DATA TO PROCESS:
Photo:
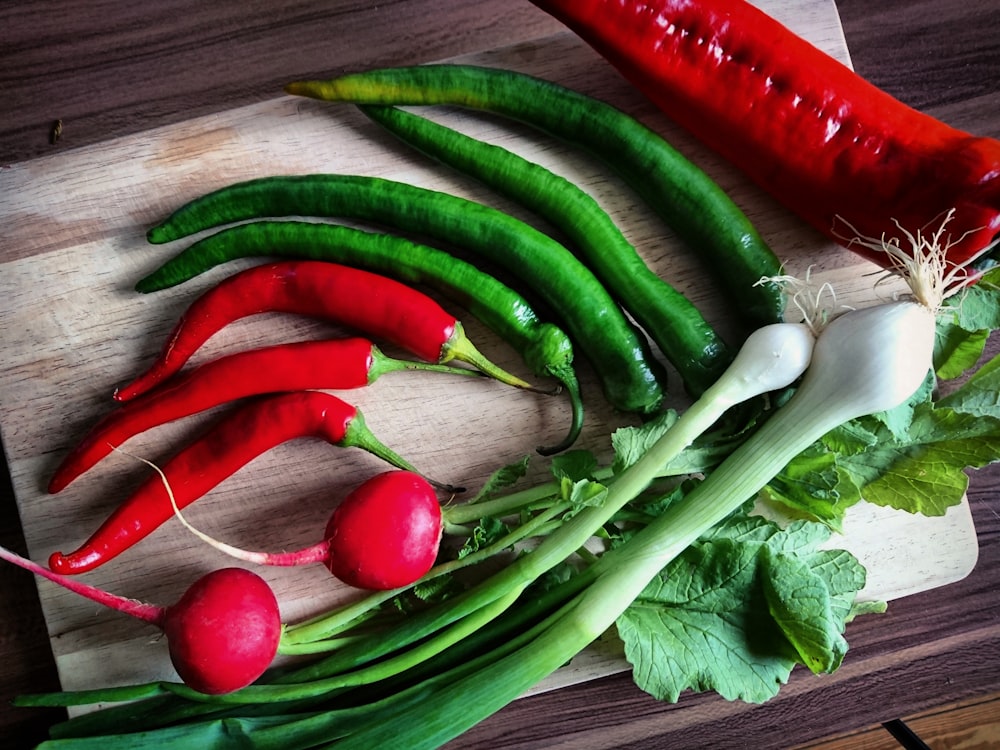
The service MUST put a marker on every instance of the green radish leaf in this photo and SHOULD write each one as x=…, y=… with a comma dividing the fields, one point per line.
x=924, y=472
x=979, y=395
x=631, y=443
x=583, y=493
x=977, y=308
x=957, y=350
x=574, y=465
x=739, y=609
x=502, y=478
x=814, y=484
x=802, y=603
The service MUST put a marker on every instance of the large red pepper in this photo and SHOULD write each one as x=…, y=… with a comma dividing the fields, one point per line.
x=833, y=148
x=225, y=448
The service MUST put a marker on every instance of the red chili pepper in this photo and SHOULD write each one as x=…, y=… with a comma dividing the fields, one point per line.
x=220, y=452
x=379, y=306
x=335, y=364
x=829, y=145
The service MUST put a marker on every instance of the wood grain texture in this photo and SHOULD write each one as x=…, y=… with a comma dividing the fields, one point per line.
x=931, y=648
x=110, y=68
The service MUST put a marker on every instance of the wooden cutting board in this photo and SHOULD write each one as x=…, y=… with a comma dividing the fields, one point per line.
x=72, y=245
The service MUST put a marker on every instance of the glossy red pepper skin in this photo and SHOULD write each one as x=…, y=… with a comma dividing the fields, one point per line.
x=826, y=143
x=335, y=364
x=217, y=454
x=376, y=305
--
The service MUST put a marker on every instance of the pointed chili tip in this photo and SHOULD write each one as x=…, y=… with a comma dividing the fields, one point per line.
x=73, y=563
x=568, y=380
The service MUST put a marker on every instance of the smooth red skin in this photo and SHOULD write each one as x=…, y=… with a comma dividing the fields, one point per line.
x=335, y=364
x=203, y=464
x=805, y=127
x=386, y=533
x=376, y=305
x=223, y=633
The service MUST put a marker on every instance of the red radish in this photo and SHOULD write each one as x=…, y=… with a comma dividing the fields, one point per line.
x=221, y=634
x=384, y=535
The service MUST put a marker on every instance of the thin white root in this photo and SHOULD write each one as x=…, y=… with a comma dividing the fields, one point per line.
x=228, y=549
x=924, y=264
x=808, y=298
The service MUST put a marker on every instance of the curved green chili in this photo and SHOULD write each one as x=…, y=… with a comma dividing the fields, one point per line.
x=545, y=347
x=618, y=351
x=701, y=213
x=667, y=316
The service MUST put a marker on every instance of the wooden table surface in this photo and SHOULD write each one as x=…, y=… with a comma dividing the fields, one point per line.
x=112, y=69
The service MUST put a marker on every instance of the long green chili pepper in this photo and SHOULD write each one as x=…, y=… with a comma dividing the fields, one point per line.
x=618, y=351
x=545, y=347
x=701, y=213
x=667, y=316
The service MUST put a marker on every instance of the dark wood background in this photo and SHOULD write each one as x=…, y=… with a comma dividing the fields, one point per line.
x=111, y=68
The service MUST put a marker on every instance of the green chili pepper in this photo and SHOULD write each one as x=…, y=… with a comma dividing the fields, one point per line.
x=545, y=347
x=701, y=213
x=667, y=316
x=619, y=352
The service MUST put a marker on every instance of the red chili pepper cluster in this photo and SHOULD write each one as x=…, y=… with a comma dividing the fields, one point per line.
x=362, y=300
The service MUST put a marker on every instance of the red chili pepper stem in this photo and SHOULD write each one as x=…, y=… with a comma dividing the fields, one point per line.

WHAT IS ASKED: Copy out the records again word for word, from the line holding "of the pointed" to the line holding "x=111, y=68", including both of those lines.

EXERCISE OUTPUT:
The service MUST put a marker on every instance of the pointed chili tip in this photo and SHOULD write each one as x=…, y=… with a comma dividing the fields, one point per line.
x=73, y=563
x=568, y=380
The service MUST put a marker on every instance of the smooth red skin in this photo and SHOULD write each one as x=…, y=… with a comma dividing the fields, one point per line.
x=335, y=364
x=203, y=464
x=805, y=127
x=386, y=533
x=376, y=305
x=223, y=633
The service MUST put a marker on every instance of the red radish in this photo and SHOULD write each one as x=…, y=… with a comma dividing the fields, one point per line.
x=221, y=634
x=384, y=535
The service MUST put a marker on every instance of the thin white root in this photo and SHOULD write each one as x=…, y=… with a comma dividing the fields, one point per line.
x=228, y=549
x=924, y=264
x=808, y=298
The service MUST put a marker on every instance of the curved green chili in this photo and SHOULD write each one as x=…, y=… with a comma dividing the fields, one point per line.
x=545, y=347
x=618, y=351
x=701, y=213
x=667, y=316
The service MUST put a marker on every instance of the wooden table surface in this photo and SHOULD write each one as x=…, y=… with a comma dividing the fields, one point per line.
x=112, y=69
The service MUST put a marker on every instance of the long green chili pepper in this photo and SHOULD write each one as x=…, y=… with a comma dividing the fields, one point per line.
x=618, y=351
x=545, y=347
x=701, y=213
x=667, y=316
The service MUST put a marker on every instance of the dark wood background in this photo and SHOULD write each one as x=…, y=… with a comma dividing the fields, one point per line.
x=111, y=68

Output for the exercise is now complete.